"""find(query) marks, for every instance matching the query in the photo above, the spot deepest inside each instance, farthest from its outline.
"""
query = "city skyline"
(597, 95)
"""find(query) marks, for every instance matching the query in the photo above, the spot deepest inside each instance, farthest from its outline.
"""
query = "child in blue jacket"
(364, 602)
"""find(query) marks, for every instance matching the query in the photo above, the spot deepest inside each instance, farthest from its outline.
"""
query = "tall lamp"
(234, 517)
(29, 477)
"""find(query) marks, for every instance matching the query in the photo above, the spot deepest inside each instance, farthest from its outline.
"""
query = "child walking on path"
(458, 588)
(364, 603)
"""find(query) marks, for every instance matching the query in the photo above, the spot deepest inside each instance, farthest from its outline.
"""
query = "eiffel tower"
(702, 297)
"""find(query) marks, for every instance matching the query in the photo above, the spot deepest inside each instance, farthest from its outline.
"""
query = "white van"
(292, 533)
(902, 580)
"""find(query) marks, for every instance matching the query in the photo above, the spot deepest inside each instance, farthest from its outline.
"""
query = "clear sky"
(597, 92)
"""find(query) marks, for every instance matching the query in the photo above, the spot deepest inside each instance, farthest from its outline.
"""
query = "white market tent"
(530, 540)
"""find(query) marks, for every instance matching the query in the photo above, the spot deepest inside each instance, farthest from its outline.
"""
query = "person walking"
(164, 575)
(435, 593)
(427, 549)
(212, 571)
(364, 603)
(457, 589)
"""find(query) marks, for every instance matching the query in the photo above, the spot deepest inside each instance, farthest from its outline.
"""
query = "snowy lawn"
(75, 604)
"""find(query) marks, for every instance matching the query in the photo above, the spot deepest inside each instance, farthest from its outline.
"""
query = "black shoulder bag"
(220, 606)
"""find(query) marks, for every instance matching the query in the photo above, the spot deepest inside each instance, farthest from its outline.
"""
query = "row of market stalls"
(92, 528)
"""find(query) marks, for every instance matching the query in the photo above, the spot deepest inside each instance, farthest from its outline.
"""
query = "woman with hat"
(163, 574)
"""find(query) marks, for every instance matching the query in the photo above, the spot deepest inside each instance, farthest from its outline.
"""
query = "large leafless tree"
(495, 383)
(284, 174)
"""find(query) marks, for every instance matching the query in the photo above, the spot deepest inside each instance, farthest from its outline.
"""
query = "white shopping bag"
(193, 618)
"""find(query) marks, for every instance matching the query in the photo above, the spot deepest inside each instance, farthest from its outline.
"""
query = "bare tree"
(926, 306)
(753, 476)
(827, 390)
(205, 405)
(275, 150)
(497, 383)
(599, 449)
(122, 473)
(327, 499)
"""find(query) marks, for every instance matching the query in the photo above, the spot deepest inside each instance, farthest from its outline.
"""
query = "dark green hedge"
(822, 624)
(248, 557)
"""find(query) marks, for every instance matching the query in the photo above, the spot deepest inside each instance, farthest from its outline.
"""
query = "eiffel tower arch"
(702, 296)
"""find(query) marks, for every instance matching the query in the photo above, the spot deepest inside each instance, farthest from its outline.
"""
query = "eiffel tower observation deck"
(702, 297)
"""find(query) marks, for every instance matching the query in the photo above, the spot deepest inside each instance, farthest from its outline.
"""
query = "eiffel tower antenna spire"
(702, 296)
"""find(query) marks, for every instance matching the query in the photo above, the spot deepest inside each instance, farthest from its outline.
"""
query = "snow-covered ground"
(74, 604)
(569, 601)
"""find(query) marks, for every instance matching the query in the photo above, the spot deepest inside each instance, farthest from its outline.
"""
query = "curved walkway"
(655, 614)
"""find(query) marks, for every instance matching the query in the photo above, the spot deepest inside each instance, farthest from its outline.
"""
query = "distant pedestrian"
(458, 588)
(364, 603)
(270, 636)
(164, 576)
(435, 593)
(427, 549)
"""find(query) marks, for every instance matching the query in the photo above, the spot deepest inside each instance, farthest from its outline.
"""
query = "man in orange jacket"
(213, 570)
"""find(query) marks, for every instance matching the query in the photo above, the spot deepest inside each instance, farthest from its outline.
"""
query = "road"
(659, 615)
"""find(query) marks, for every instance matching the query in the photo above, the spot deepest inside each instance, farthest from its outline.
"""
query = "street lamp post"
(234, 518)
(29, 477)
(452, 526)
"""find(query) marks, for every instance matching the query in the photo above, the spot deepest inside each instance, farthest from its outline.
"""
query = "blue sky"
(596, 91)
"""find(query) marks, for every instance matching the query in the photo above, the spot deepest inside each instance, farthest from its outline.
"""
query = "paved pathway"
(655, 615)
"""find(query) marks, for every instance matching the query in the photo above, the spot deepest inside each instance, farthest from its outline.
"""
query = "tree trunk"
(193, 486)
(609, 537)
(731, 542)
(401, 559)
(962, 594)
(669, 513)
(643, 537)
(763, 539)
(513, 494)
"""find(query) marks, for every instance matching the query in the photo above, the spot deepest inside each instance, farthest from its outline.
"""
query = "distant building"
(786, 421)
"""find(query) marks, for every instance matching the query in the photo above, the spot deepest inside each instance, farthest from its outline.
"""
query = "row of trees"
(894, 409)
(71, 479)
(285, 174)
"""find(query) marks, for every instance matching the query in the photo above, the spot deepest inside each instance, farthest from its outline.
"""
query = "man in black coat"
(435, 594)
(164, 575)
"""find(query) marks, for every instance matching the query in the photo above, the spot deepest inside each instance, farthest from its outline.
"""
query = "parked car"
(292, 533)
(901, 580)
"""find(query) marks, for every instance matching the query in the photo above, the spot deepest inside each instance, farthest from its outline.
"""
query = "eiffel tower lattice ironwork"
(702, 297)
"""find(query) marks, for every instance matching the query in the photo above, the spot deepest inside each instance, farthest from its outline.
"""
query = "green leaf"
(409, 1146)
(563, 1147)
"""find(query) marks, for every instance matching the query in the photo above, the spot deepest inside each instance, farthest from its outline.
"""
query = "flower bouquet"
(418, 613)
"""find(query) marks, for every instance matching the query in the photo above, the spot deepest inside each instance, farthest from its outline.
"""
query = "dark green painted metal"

══════

PROMPT - Every entry should be transcribed exactly, with nothing omitted.

FINISHED EXERCISE -
"""find(query) marks, for every instance matching the query in the photo above, the spot deepest inside each instance, farthest from its outline.
"""
query = "city skyline"
(597, 95)
"""find(query) marks, for every instance matching the query in the photo above, the spot deepest inside each instance, farthest from its outline.
"""
query = "child in blue jacket"
(364, 602)
"""find(query) marks, for every instance matching the query in the photo above, the spot deepest inside each instance, farthest from its outline.
"""
query = "tall lamp"
(234, 517)
(29, 477)
"""find(query) marks, for every instance matching the query in the photo above, the spot deepest inside each instance, farthest from its outline.
"""
query = "child walking on path"
(458, 588)
(364, 603)
"""find(query) marks, for every instance matching the query in the photo above, the spot deepest inside each instance, farthest from its outline.
"""
query = "eiffel tower"
(702, 297)
"""find(query) marks, for every instance matching the query in the photo above, the spot deepest inside each instance, farthest from its outline.
"""
query = "white van"
(292, 533)
(902, 580)
"""find(query) marks, for every instance matching the query in the photo above, the spot deepest inside each instance, farthest from its outline.
"""
query = "clear sky"
(597, 92)
"""find(query) marks, for every instance matching the query in the photo above, the spot deepest inside each instance, farthest from its outline.
"""
query = "white market tent"
(530, 540)
"""find(query) marks, for every instance matching the query in the photo above, the spot deepest inside each instance, farthest from its outline.
"""
query = "person walking"
(164, 575)
(435, 593)
(427, 549)
(212, 571)
(364, 603)
(457, 589)
"""find(query) marks, for every instance matching the query in the photo above, the spot deepest inside each instance, farthest from its outline.
"""
query = "snowy lawn"
(75, 604)
"""find(query) marks, for every instance matching the query in the photo above, the spot deepest inside each instance, farthest from its outline.
"""
query = "black shoulder bag"
(220, 606)
"""find(query) marks, for every instance matching the query in the photo above, the spot deepest inside each instance, farthest from its outline.
"""
query = "row of market stalls"
(92, 528)
"""find(query) marks, for every instance matching the query in the photo above, the spot deepest inside each instance, farthest from its outline.
"""
query = "woman with hat"
(163, 574)
"""find(query) marks, for every instance matching the query in the photo above, the spot deepest inside each instance, farthest from its outline.
"""
query = "large leafless tree"
(495, 383)
(284, 174)
"""find(query) marks, for every instance matching the query in the photo above, the spot deepest inside each instance, farthest from its outline.
"""
query = "white shopping bag"
(193, 618)
"""find(query) marks, for every instance matching the query in the photo above, the spot deepest inside each instance, farthest from its outline.
"""
query = "bare tree"
(926, 306)
(753, 476)
(827, 390)
(205, 405)
(275, 150)
(497, 383)
(599, 449)
(122, 473)
(327, 499)
"""find(query) marks, for every instance matching the query in the photo above, the spot deepest inside each instance, farthest from its outline.
"""
query = "dark green hedge"
(822, 624)
(248, 557)
"""find(query) marks, for every instance matching the query in the photo above, the spot deepest inside each instance, farthest from its outline.
"""
query = "eiffel tower arch"
(702, 296)
"""find(query) marks, for every instance matching the query in the photo above, the spot deepest inside each instance, farthest from its outline.
"""
query = "eiffel tower observation deck"
(702, 297)
"""find(query) marks, for every instance matching the query in the photo above, the spot deepest inside each instance, farthest from its outline.
"""
query = "eiffel tower antenna spire"
(702, 296)
"""find(query) marks, for every instance matching the query in the photo above, the spot deepest inside each instance, farthest from its outline.
"""
query = "snow-covered ground"
(74, 604)
(569, 601)
"""find(query) marks, for every instance matching the query in the photo above, the spot deepest inside each instance, farthest from its outline.
"""
query = "curved walkway"
(655, 614)
"""find(query) marks, for every instance matching the query in the photo above, the spot deepest inside each instance, farthest from its outline.
"""
query = "distant pedestrian"
(458, 588)
(364, 603)
(270, 636)
(164, 576)
(435, 593)
(427, 549)
"""find(query) marks, for every instance matching the query in the photo above, the spot deepest inside each instance, farthest from its outline.
"""
query = "man in orange jacket"
(213, 570)
"""find(query) marks, for every instance matching the query in the photo above, the spot deepest inside each instance, farthest from its outline.
"""
query = "road"
(659, 615)
"""find(query) marks, for every instance matching the query in the photo above, the spot deepest inside each instance, farthest from its outline.
"""
query = "street lamp post"
(234, 518)
(29, 477)
(452, 526)
"""find(query) marks, for every instance matching the query in the photo above, the spot deepest inside each instance, farthest from its outline.
"""
query = "blue sky"
(596, 91)
"""find(query) marks, for every instance matching the query in the photo above, the spot deepest inside each instance, farthest from its outline.
"""
query = "paved pathway"
(655, 615)
"""find(query) marks, for every instance matching the query in the photo above, the spot deepest inside each instance, farthest from its outline.
"""
query = "tree trunk"
(193, 486)
(609, 537)
(731, 542)
(401, 559)
(962, 594)
(669, 513)
(643, 537)
(763, 539)
(513, 494)
"""find(query) marks, for every instance matching the query in the photo above, the spot deepest inside each instance, farthest from its outline.
"""
query = "distant building"
(786, 421)
"""find(query) marks, for every instance matching the query in the photo above, the spot deepest inside each instance, farthest from its outline.
"""
query = "row of trees"
(894, 409)
(71, 479)
(285, 174)
"""find(query) marks, for every instance matching the query in the photo above, the spot deepest inside each instance, farthest from its outline.
"""
query = "man in black coat"
(435, 594)
(164, 575)
"""find(query) marks, for every instance matching the query in the photo above, the spot deepest inside each instance, farthest from its outline.
"""
query = "parked car"
(292, 533)
(901, 580)
"""find(query) marks, for every instance matching the query in the photo above, the spot deepest inside each instance, farthest from its outline.
"""
query = "eiffel tower lattice ironwork"
(702, 297)
"""find(query) marks, for every instance matching the query in the photo above, the spot deepest inside each instance, farthest from its outline.
"""
query = "green leaf"
(409, 1146)
(563, 1147)
"""find(query) marks, for every instance matching the query in the photo above, the spot deepest inside each instance, farthest from its outline.
"""
query = "flower bouquet"
(418, 613)
"""find(query) marks, for every instance matching the query in the photo above, the spot deepest inside each instance, farthest from its outline.
"""
query = "dark green painted metal"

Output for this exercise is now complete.